• _WHAT YOU NEED TO DO_:
1. Answer these questions using the review of the film "Unacceptable Levels."
(a) How long does the film run?
(b) What job did Brown have before he took up the camera?
(c) Which prize did the film win at the 30th International Environmental Film Festival in Paris?
2. Resume the review of the film "Unacceptable Levels" after its final sentence.
═══ PASSAGE TO READ
U.S. regulation of chemicals is based on the concept that substances pose a level of risk that is acceptable to society. Brown challenges this notion at every turn from his perspective as a husband and father of two preschoolers. In 76 minutes, he weaves together an array of topics including the rise of the chemical industry, autism, the Great Pacific Garbage Patch, and sewage sludge. Brown, a likeable everyman who worked as a waiter before taking up the camera, narrates the film in an unvarnished central Pennsylvania accent.

Brown is a compelling storyteller. Earlier this year, “Unacceptable Levels” won the Health & Environment Film Prize at the 30th International Environmental Film Festival, in Paris. It received a special jury prize at the 2012 Yosemite International Film Festival and the PlayItFwd Award at the 2012 FILManthropy Festival, a philanthropic motion picture festival.
══════
═══ EXTRACTED ENTRIES
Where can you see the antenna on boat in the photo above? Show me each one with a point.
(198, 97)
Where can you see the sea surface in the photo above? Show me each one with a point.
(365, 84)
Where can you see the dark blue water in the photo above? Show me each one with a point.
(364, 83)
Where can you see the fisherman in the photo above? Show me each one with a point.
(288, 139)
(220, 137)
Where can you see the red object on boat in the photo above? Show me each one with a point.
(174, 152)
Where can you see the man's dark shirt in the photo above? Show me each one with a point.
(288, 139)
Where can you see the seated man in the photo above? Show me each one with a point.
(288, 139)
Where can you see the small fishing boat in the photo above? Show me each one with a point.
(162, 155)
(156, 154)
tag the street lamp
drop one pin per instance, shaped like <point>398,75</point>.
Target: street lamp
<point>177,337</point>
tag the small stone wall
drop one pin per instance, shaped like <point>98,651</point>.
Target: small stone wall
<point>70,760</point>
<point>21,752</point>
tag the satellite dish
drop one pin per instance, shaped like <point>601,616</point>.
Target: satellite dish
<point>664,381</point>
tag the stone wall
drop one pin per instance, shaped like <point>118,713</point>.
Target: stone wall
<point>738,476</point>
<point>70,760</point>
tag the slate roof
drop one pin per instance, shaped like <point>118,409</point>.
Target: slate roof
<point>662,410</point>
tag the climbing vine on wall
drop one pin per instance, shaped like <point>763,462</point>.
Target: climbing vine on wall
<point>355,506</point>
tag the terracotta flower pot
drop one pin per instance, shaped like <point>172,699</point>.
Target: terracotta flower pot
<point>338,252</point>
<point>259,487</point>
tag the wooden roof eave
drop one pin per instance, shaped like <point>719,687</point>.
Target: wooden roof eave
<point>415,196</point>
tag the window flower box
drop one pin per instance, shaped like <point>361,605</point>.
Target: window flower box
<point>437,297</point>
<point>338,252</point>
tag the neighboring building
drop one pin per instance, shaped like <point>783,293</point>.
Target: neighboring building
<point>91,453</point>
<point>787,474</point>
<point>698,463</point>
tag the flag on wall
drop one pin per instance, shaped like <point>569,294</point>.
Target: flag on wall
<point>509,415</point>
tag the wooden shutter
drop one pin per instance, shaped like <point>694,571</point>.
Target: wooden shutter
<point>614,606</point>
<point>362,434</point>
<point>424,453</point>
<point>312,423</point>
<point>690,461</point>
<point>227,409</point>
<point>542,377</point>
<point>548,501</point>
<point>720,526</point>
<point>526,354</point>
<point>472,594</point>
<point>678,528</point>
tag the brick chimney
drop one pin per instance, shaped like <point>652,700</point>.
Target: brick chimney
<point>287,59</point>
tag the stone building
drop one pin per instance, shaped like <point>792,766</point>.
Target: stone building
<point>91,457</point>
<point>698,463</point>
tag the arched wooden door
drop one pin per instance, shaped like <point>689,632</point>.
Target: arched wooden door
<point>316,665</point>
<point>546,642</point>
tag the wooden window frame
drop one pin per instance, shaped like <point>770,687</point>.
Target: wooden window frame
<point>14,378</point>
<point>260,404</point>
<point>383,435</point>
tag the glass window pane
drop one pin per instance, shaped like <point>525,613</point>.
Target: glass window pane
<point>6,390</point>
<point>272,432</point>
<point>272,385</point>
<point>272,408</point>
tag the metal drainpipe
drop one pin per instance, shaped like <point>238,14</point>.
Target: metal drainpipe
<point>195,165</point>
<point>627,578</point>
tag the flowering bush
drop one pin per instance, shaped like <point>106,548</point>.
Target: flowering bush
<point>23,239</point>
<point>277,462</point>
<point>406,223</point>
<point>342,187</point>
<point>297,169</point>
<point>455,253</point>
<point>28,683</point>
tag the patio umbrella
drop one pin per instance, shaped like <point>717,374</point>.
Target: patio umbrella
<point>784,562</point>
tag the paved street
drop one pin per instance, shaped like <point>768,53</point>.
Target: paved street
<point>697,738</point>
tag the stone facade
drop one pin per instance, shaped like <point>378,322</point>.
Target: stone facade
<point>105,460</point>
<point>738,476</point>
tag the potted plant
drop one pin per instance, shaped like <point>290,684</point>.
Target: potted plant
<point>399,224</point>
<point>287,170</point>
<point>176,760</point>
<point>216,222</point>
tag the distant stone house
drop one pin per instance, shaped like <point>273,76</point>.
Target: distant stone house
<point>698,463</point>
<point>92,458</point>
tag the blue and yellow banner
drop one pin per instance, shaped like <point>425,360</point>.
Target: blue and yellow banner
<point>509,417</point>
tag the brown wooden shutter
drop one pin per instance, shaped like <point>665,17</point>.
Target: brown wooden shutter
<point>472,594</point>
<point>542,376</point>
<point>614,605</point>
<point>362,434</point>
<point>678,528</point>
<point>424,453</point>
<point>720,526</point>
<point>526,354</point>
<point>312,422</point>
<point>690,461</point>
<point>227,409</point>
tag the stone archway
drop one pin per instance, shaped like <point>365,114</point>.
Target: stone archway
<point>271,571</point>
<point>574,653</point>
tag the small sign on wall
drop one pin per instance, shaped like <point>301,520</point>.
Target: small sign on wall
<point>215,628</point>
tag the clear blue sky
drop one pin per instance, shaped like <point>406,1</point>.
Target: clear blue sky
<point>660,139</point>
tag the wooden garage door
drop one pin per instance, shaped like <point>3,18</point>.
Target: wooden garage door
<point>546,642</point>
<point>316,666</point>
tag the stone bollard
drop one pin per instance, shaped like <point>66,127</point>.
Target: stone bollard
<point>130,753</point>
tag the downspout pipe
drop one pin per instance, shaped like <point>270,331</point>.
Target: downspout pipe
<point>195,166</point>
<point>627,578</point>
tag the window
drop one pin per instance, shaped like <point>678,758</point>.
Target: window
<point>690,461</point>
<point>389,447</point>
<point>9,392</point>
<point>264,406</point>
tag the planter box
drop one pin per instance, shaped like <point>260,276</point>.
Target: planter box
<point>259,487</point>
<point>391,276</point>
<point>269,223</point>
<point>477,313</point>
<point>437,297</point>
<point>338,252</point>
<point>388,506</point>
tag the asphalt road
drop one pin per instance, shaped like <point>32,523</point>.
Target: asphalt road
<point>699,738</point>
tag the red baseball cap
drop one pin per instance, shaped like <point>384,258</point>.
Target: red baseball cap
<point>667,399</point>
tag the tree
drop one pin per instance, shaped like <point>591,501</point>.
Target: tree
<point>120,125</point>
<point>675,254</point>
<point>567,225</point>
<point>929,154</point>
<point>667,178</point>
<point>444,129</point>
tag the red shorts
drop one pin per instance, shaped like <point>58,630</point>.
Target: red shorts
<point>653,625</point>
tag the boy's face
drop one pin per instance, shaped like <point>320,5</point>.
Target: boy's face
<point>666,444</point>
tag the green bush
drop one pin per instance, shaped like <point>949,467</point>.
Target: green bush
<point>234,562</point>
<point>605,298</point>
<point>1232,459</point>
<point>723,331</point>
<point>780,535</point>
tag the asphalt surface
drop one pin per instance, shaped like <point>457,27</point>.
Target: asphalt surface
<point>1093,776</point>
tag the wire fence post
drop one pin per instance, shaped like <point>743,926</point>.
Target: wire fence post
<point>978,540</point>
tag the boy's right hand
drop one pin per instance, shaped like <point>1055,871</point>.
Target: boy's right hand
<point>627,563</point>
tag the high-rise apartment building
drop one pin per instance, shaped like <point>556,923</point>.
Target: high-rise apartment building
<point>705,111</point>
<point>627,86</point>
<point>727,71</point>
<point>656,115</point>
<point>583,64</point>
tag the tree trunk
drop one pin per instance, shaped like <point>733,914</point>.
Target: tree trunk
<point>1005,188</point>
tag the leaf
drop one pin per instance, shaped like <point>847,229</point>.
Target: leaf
══════
• _TASK ANSWERS_:
1.
(a) 76 minutes.
(b) He worked as a waiter.
(c) The Health & Environment Film Prize.

2.
The film is getting attention for good reason. Even though it is heavy on experts talking, Brown understand the power of images and contrasts: his towheaded tots versus bald children battling cancer. He often employs multiple pictures or videos on the screen at a time. Judicious editing allows him to draw the audience through heavy policy discussions—including one on the federal law governing commercial chemicals, the Toxic Substances Control Act. The film is decidedly one-sided, which is unsettling.

“Unacceptable Levels” begins with a glass of water. Brown notices it has an odor and asks, what chemicals are in this water? Then, why do so many people I love have cancer? His wife ponders why she had a miscarriage then a healthy son, then a second miscarriage followed by a healthy daughter. They have no answers—and still don’t by the end of the film. But they increasingly question whether health problems are connected to the myriad industrial chemicals to which they are exposed via food, water, and consumer products.

Brown intersperses scenes of his family—on vacation, playing, and preparing organic food—with interviews of policy and scientific experts drawn mainly from advocacy groups seeking tighter controls on chemicals. He rounds out his talking heads with a handful of academics, U.S. Geological Survey scientists, and book authors. The closest he gets to the chemical industry is John Warner, president of the Warner Babcock Institute for Green Chemistry and one of the codevelopers of the 12 Principles of Green Chemistry.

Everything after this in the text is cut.